- DOCUMENT PASSAGE -
Legacy Metrics

1947 Delahaye Type 135 MS Coupé Sport

800390roadFrance
Engine
3.2L straight-six with triple carburettors, 120–160 bhp
Colour
Dark metallic blue with silver accents

Chassis 800390 is a 1947 Delahaye Type 135 MS Sport Coupé bodied by Henri Chapron to the personal specification of Monaco-based racing legend Louis Chiron, who commissioned it in late 1946 and took delivery in 1947. Finished in two-tone blue with a red leather interior, it is one of the more historically documented examples of the model. The car passed through several French owners before undergoing a comprehensive ground-up restoration in France in 2012, and retains an extensive history file including original correspondence between Chiron and Chapron.

Ownership

  1. Auction sale
    Sold €290,000 (≈ $319K)

    RM Sotheby's catalogue lot →

  2. 1947 → 1952-07-01Factory delivery
    Louis Chiron
    full documentation

    Chiron commissioned the car personally, corresponding with Chapron about coachwork details. He registered it in Monaco under plate MC 715; period photos on file show him with the vehicle.

  3. 1952 → 1954Acquisition unknown
    Société des Lames de Rasoirs
    partial documentation

    Levallois-Perret, Paris-based company that held the car for approximately two years before the next private owner.

  4. 1952-07-01 → 1952Private sale
    Gabriel Canda
    partial documentation

    Acquired from Chiron in July 1952; ownership transferred again within roughly three months.

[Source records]

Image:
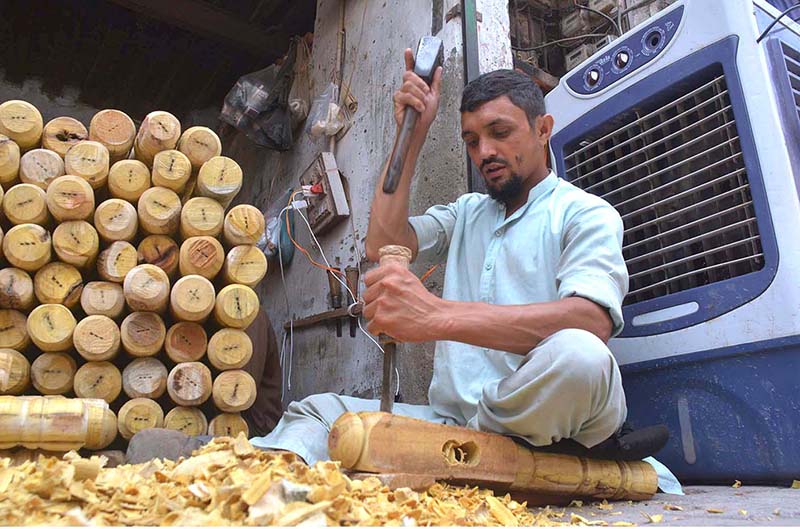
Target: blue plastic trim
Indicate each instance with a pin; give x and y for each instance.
(721, 297)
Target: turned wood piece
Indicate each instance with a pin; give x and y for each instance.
(199, 144)
(13, 330)
(237, 306)
(116, 220)
(50, 327)
(61, 133)
(229, 349)
(98, 380)
(27, 246)
(59, 283)
(90, 161)
(15, 372)
(186, 342)
(22, 122)
(70, 198)
(115, 130)
(97, 338)
(128, 179)
(234, 391)
(26, 204)
(189, 384)
(384, 443)
(103, 298)
(40, 167)
(244, 224)
(159, 211)
(228, 425)
(16, 289)
(53, 373)
(146, 288)
(202, 256)
(137, 415)
(144, 378)
(201, 216)
(160, 131)
(143, 333)
(190, 421)
(76, 242)
(244, 264)
(219, 178)
(114, 263)
(192, 299)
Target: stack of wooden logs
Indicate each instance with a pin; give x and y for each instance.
(123, 278)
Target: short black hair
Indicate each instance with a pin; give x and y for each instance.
(519, 88)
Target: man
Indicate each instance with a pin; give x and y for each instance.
(533, 288)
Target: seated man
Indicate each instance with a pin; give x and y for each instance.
(533, 287)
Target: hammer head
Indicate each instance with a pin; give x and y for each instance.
(430, 54)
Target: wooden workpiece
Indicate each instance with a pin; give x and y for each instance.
(145, 378)
(61, 133)
(143, 333)
(59, 283)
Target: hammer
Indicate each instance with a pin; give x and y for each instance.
(402, 256)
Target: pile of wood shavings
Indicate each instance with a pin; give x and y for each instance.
(229, 482)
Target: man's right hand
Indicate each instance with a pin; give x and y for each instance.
(416, 93)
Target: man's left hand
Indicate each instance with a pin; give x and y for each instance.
(399, 305)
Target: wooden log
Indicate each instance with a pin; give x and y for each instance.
(145, 378)
(191, 421)
(186, 342)
(237, 306)
(97, 338)
(9, 161)
(386, 443)
(28, 247)
(202, 256)
(103, 298)
(159, 211)
(229, 349)
(189, 384)
(15, 372)
(115, 262)
(58, 283)
(70, 198)
(228, 425)
(143, 333)
(90, 161)
(146, 288)
(199, 144)
(53, 373)
(201, 216)
(16, 289)
(128, 179)
(26, 204)
(234, 391)
(98, 380)
(171, 169)
(116, 220)
(61, 133)
(159, 131)
(50, 327)
(40, 167)
(115, 130)
(22, 122)
(13, 330)
(76, 242)
(137, 415)
(192, 299)
(245, 265)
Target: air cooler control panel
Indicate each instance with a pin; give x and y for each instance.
(627, 55)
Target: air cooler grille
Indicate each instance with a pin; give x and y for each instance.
(673, 168)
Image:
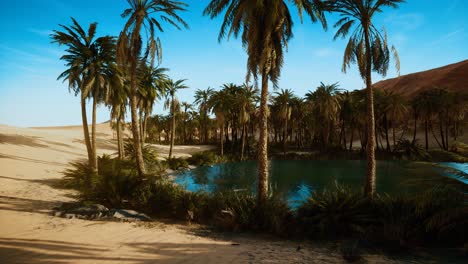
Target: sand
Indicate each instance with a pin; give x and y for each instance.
(31, 163)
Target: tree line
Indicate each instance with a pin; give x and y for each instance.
(120, 72)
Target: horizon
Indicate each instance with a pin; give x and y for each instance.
(32, 97)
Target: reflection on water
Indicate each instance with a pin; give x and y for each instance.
(297, 179)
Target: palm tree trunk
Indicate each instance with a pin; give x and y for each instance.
(119, 138)
(243, 141)
(262, 192)
(425, 133)
(369, 188)
(285, 135)
(415, 124)
(351, 139)
(222, 139)
(135, 132)
(93, 135)
(86, 131)
(172, 128)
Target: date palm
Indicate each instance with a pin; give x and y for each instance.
(201, 99)
(173, 104)
(145, 17)
(283, 101)
(90, 63)
(151, 88)
(368, 48)
(265, 27)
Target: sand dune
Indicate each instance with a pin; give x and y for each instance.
(31, 163)
(453, 77)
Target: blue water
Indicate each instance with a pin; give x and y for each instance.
(297, 179)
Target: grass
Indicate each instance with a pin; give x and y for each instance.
(437, 216)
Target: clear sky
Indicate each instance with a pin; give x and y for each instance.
(427, 34)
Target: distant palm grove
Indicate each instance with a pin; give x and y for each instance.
(125, 73)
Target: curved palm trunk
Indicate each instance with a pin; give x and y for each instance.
(222, 140)
(86, 131)
(243, 141)
(263, 145)
(285, 135)
(93, 136)
(369, 188)
(136, 134)
(172, 128)
(119, 138)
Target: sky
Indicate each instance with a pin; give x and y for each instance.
(426, 33)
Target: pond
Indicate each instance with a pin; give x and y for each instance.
(297, 179)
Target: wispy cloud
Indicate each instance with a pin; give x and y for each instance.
(408, 21)
(447, 37)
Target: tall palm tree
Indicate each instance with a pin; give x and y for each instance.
(245, 104)
(173, 103)
(368, 48)
(130, 50)
(266, 28)
(91, 66)
(151, 88)
(201, 98)
(325, 106)
(283, 101)
(219, 104)
(186, 112)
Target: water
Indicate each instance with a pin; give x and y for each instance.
(297, 179)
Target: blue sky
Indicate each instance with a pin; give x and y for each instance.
(427, 34)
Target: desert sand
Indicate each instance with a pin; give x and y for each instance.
(31, 163)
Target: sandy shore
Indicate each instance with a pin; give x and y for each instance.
(31, 163)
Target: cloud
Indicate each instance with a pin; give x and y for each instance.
(408, 21)
(447, 37)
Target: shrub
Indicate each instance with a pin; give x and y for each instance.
(334, 213)
(176, 163)
(149, 153)
(203, 158)
(116, 181)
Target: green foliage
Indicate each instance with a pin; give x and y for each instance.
(334, 212)
(176, 163)
(412, 150)
(115, 183)
(446, 156)
(149, 153)
(439, 215)
(203, 158)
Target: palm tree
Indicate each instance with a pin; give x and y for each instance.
(90, 70)
(201, 99)
(283, 101)
(266, 27)
(173, 103)
(151, 88)
(325, 105)
(187, 108)
(368, 48)
(219, 104)
(245, 104)
(130, 50)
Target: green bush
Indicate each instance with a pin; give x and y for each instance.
(335, 212)
(203, 158)
(439, 215)
(113, 186)
(176, 163)
(149, 153)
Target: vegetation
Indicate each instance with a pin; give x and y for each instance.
(248, 122)
(436, 216)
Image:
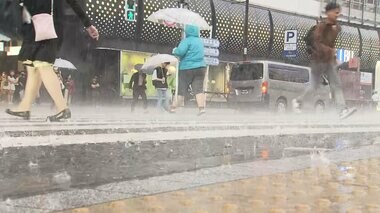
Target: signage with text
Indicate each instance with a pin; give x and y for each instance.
(290, 43)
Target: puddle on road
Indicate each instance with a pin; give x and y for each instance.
(349, 187)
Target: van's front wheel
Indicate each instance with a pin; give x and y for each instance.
(320, 107)
(281, 105)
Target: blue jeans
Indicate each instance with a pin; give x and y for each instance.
(162, 98)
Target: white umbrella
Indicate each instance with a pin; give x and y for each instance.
(61, 63)
(4, 38)
(179, 17)
(159, 59)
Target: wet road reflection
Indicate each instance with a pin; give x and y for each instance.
(348, 187)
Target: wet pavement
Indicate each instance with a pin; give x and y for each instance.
(104, 155)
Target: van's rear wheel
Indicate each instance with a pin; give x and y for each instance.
(320, 107)
(281, 105)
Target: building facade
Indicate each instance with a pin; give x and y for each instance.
(266, 28)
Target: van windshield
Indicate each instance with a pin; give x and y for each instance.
(288, 73)
(247, 72)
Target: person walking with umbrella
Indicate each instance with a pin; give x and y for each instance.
(41, 41)
(138, 86)
(160, 82)
(192, 67)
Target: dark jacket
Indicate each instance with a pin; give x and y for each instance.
(324, 42)
(161, 73)
(44, 6)
(134, 82)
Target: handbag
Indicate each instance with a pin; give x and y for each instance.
(10, 18)
(44, 25)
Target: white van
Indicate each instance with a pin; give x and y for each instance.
(274, 85)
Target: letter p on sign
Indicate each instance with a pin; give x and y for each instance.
(291, 37)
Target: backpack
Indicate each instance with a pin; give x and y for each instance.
(309, 39)
(10, 18)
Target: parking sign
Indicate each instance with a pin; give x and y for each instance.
(290, 43)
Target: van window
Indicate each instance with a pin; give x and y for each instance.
(288, 73)
(247, 72)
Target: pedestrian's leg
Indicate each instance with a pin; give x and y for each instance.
(135, 100)
(184, 82)
(144, 99)
(336, 86)
(159, 99)
(167, 99)
(315, 80)
(197, 87)
(10, 96)
(32, 88)
(52, 85)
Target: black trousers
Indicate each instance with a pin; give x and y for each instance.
(137, 92)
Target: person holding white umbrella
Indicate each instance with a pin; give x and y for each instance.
(192, 67)
(42, 37)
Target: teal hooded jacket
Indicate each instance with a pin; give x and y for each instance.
(191, 50)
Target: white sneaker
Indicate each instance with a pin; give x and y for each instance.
(296, 106)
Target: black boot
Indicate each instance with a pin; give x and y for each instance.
(63, 115)
(25, 115)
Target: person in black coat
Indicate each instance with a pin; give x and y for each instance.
(39, 56)
(138, 86)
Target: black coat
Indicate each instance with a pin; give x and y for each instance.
(134, 82)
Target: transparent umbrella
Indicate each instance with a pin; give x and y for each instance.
(61, 63)
(179, 17)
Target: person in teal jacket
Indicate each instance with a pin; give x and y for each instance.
(192, 66)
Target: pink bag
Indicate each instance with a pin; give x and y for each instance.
(44, 25)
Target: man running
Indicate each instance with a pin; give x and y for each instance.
(323, 61)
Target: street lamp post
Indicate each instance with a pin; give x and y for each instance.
(245, 42)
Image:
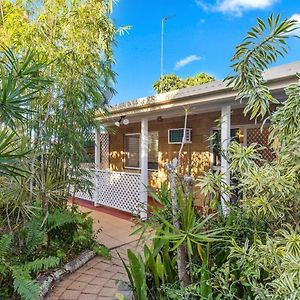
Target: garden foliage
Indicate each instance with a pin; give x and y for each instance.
(254, 251)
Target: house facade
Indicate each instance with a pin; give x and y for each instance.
(143, 135)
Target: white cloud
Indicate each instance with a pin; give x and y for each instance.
(235, 7)
(187, 60)
(297, 18)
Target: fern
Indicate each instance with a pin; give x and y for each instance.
(5, 243)
(25, 286)
(42, 264)
(35, 236)
(58, 219)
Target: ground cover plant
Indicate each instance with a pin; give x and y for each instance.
(253, 251)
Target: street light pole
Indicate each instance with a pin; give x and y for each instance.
(163, 21)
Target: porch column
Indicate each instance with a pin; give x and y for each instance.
(144, 166)
(97, 165)
(225, 140)
(97, 148)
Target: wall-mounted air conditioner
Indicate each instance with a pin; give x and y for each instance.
(175, 135)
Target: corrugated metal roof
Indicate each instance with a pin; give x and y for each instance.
(273, 74)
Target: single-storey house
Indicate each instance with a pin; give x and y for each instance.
(143, 134)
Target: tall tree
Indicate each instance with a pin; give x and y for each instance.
(75, 38)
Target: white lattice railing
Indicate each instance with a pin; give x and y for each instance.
(120, 190)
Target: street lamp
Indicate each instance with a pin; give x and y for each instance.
(163, 21)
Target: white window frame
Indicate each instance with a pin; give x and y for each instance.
(243, 127)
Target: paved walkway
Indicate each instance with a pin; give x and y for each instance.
(100, 278)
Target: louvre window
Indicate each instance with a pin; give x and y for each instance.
(132, 151)
(175, 135)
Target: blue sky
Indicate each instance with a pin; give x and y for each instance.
(201, 37)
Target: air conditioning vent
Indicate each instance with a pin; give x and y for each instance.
(175, 135)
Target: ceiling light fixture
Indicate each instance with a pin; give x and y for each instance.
(123, 121)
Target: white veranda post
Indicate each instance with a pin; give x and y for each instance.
(97, 164)
(144, 166)
(97, 149)
(225, 140)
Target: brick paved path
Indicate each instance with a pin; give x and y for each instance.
(99, 279)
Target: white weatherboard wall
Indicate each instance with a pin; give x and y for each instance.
(225, 141)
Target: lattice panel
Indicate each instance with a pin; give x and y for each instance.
(84, 194)
(104, 144)
(118, 189)
(90, 137)
(260, 137)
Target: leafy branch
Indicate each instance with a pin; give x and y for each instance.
(262, 46)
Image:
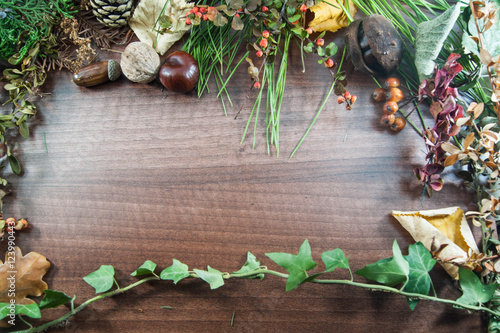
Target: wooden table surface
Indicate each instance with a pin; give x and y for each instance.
(123, 172)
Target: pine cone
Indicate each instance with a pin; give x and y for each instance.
(112, 13)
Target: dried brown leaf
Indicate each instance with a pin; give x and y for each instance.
(29, 271)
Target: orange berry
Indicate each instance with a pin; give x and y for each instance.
(379, 94)
(387, 119)
(391, 82)
(394, 94)
(390, 107)
(398, 124)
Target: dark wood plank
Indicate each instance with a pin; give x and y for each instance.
(130, 172)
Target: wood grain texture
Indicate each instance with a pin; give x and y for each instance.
(130, 172)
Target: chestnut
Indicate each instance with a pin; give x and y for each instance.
(374, 45)
(180, 73)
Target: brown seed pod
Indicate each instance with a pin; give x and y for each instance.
(140, 62)
(180, 73)
(374, 45)
(97, 73)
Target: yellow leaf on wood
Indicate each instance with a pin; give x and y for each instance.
(441, 226)
(29, 271)
(329, 16)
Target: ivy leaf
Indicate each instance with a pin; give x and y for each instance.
(211, 276)
(296, 265)
(250, 265)
(176, 272)
(474, 292)
(389, 271)
(14, 164)
(102, 279)
(421, 262)
(147, 268)
(53, 299)
(334, 259)
(429, 40)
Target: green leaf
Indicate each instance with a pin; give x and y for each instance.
(24, 130)
(31, 310)
(211, 276)
(53, 299)
(429, 40)
(102, 279)
(421, 262)
(334, 259)
(490, 38)
(250, 265)
(176, 272)
(331, 49)
(14, 164)
(237, 23)
(147, 268)
(474, 292)
(296, 265)
(389, 271)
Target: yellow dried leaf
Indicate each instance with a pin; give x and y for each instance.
(144, 19)
(442, 226)
(329, 16)
(29, 271)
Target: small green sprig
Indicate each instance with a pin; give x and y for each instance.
(402, 275)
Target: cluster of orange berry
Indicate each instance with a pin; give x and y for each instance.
(348, 99)
(391, 94)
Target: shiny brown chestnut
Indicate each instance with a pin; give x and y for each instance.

- WRITTEN EXERCISE -
Retype the full text on the 1947 Delahaye Type 135 MS Coupé Sport with every line kept as it stands. These records were taken from a different source than the text.

- TASK RESULT -
Legacy Metrics

1947 Delahaye Type 135 MS Coupé Sport

800390roadFrance
Engine
3.2L straight-six with triple carburettors, 120–160 bhp
Colour
Dark metallic blue with silver accents

Chassis 800390 is a 1947 Delahaye Type 135 MS Sport Coupé bodied by Henri Chapron to the personal specification of Monaco-based racing legend Louis Chiron, who commissioned it in late 1946 and took delivery in 1947. Finished in two-tone blue with a red leather interior, it is one of the more historically documented examples of the model. The car passed through several French owners before undergoing a comprehensive ground-up restoration in France in 2012, and retains an extensive history file including original correspondence between Chiron and Chapron.

Ownership

  1. Auction sale
    Sold €290,000 (≈ $319K)

    RM Sotheby's catalogue lot →

  2. 1947 → 1952-07-01Factory delivery
    Louis Chiron
    full documentation

    Chiron commissioned the car personally, corresponding with Chapron about coachwork details. He registered it in Monaco under plate MC 715; period photos on file show him with the vehicle.

  3. 1952 → 1954Acquisition unknown
    Société des Lames de Rasoirs
    partial documentation

    Levallois-Perret, Paris-based company that held the car for approximately two years before the next private owner.

  4. 1952-07-01 → 1952Private sale
    Gabriel Canda
    partial documentation

    Acquired from Chiron in July 1952; ownership transferred again within roughly three months.